### RECORDS PROVIDED
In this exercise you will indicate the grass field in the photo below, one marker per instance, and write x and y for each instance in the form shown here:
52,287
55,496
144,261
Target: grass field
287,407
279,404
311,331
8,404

### OBJECTIVE
Rewrite these lines with every "grass field" changed to "lawn", leaving the rest as it is.

### THE RESPONSE
In this exercise you will indicate the lawn in the photo below, one marker per instance, and write x and y for each instance in the form shown here:
52,287
55,496
144,261
Target: lawn
287,407
279,404
311,331
8,404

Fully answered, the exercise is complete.